Poursuivez le texte sur le sens de l'engagement dans l'écriture et le théâtre en reprenant juste après sa dernière phrase.

# [Extrait choisi]
┌──

Je m’interroge. Que signifie cet acharnement à vouloir vivre et faire survivre l’expérience artistique? Loin des cercles de pouvoir politique ou médiatique, artisan de l’écriture, artisan du théâtre, il ne s’agit pas de vouloir apparaître sous les feux des projecteurs pour se réaliser, mais peut-être simplement de se dégager des comportements archaïques, des régressions, des pulsions de mort. Et offrir l’opportunité, modestement, là où je me trouve - Cholet, une petite ville de province - loin des grands messes artistiques, de donner à voir, à écouter des textes de théâtre, à feuilleter un livre qui mêle la passion de la littérature à la passion du beau, de rencontrer autrui pour partager nos efforts de création. Et le proposer pour un jeune public, pour des élèves de collèges et de lycées, pour des apprentis, au plus grand nombre.

└──

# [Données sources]
┌──

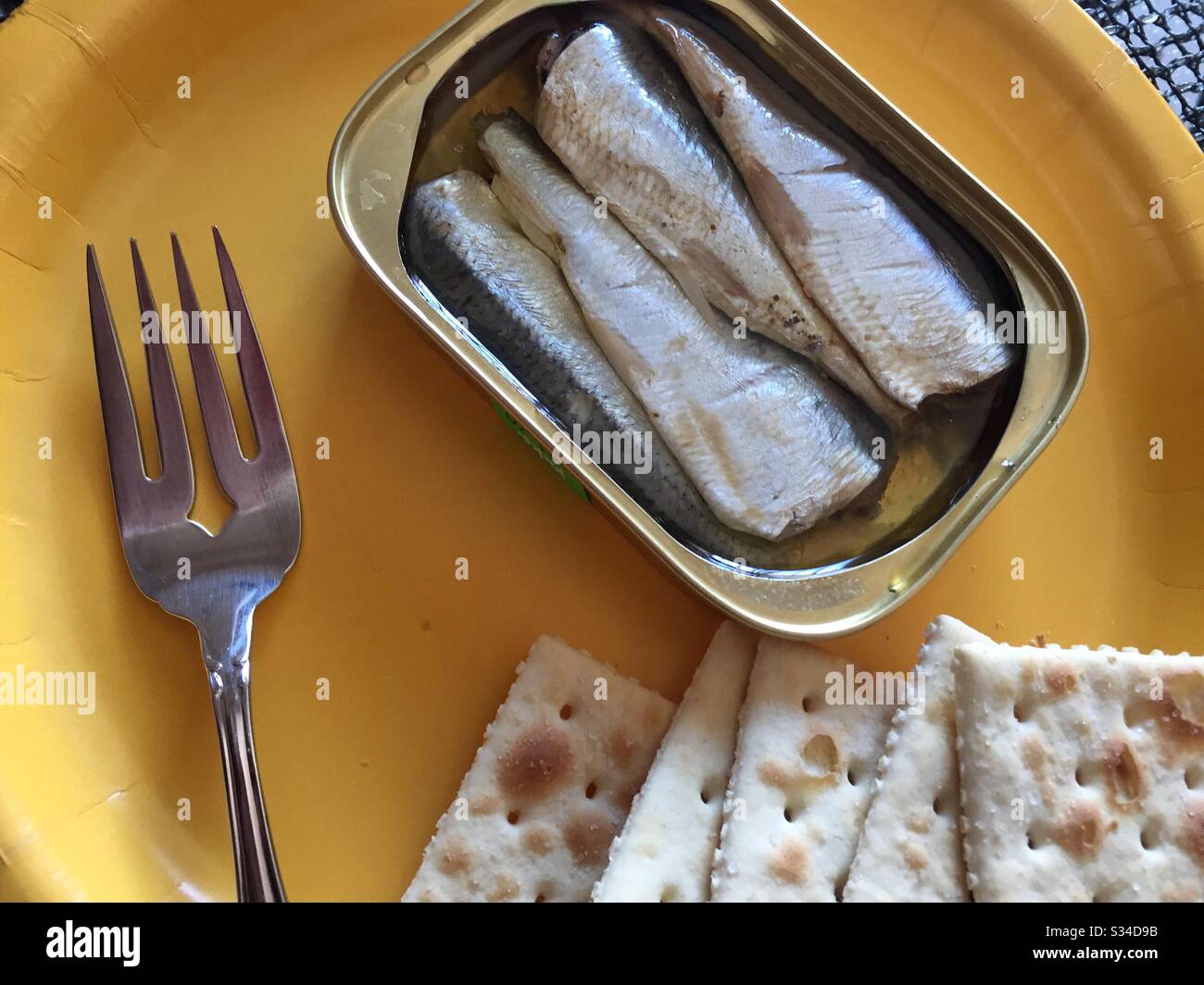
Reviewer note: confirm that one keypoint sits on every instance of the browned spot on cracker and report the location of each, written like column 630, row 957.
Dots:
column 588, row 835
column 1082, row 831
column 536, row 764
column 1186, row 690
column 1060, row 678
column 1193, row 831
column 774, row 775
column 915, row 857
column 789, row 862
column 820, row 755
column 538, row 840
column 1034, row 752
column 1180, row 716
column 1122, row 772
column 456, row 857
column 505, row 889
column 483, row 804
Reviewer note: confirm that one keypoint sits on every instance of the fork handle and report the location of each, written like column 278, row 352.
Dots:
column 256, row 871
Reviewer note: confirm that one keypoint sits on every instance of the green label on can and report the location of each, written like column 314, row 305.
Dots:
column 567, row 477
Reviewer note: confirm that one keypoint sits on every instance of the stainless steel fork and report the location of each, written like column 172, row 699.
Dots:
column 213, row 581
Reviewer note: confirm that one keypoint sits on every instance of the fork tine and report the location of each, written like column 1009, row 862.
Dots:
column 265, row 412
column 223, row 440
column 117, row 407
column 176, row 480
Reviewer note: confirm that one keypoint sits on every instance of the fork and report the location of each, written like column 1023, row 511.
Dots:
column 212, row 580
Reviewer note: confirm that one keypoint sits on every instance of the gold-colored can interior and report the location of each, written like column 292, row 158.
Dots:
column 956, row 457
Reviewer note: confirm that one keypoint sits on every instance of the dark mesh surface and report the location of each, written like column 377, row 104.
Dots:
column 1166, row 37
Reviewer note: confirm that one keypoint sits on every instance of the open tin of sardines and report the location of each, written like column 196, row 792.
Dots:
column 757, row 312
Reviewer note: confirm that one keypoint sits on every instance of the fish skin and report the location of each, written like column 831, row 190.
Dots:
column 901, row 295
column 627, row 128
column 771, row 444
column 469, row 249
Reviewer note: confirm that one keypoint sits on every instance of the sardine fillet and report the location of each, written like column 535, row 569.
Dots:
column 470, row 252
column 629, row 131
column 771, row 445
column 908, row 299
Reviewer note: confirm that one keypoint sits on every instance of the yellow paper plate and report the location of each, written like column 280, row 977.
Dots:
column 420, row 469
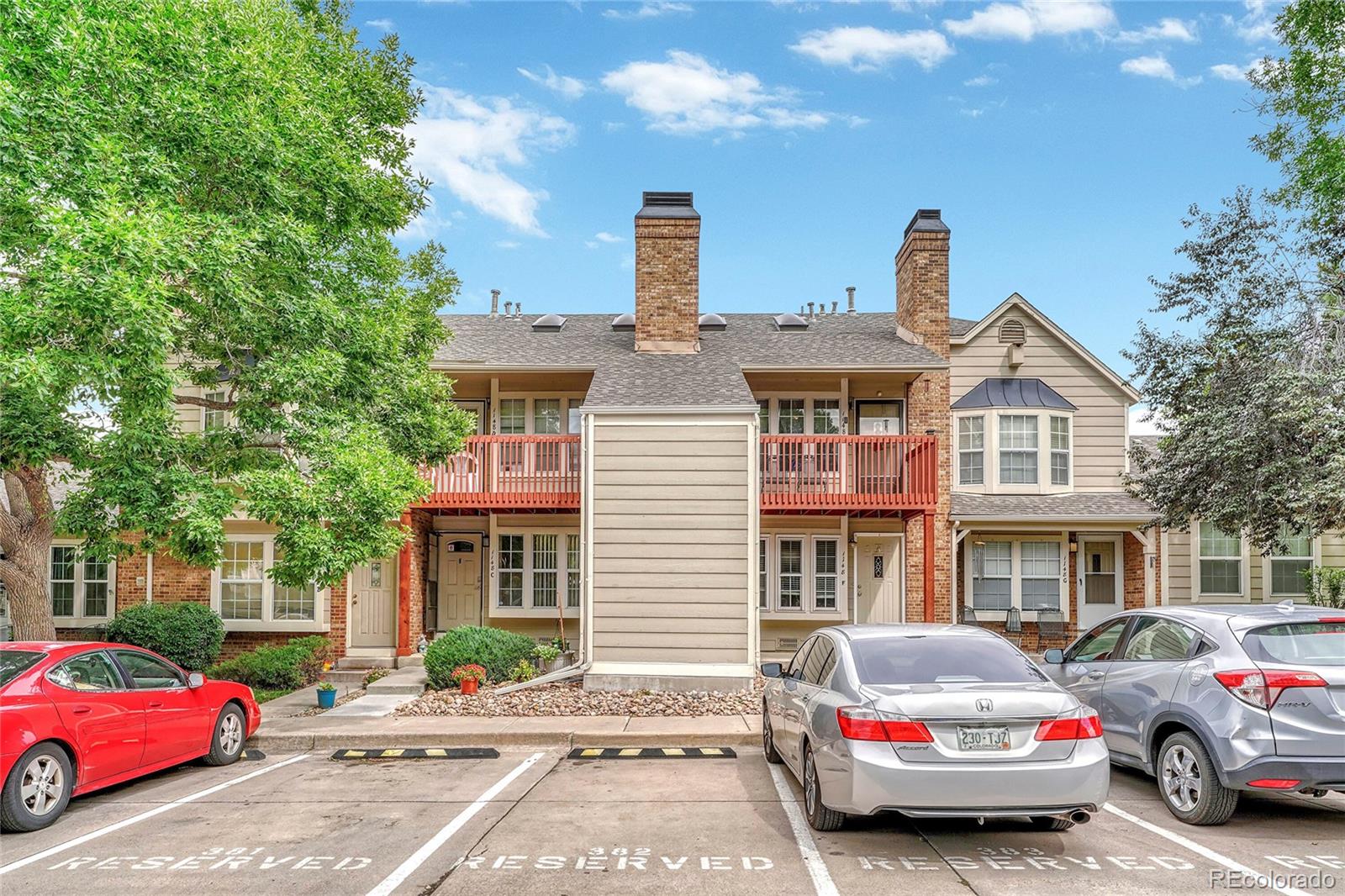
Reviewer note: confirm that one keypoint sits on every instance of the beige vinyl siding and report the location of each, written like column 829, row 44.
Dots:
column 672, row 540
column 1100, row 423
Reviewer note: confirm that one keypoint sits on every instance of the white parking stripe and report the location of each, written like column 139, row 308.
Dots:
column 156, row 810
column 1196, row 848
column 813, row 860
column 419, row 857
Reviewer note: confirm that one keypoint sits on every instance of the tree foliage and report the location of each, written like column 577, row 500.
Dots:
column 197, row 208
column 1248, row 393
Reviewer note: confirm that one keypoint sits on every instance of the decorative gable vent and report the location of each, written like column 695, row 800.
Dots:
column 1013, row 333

└──

# [Réponse proposée]
Il faut bien des rituels pour organiser l’espace, pour rythmer le temps, pour prendre le temps de l’écoute. Quand l’humain va-t-il abandonner les borborygmes, les cris de haine ou de vengeance ou de peur? Il est nécessaire d’accéder aux langages. Des mots, de l’art. Pour relier ce qu’on ressent, son expérience singulière à l’universel. S’apercevoir qu’on n’est pas seul quelles que soient nos différences ideologiques et culturelles. Se rendre compte que nous sommes le produit d’une fiction, comme chacun d’entre nous. Qu’il est donc inutile de vouloir accuser l’autre de ne pas être identique. Flaubert disait: «Imbéciles: ceux qui ne pensent pas comme moi.»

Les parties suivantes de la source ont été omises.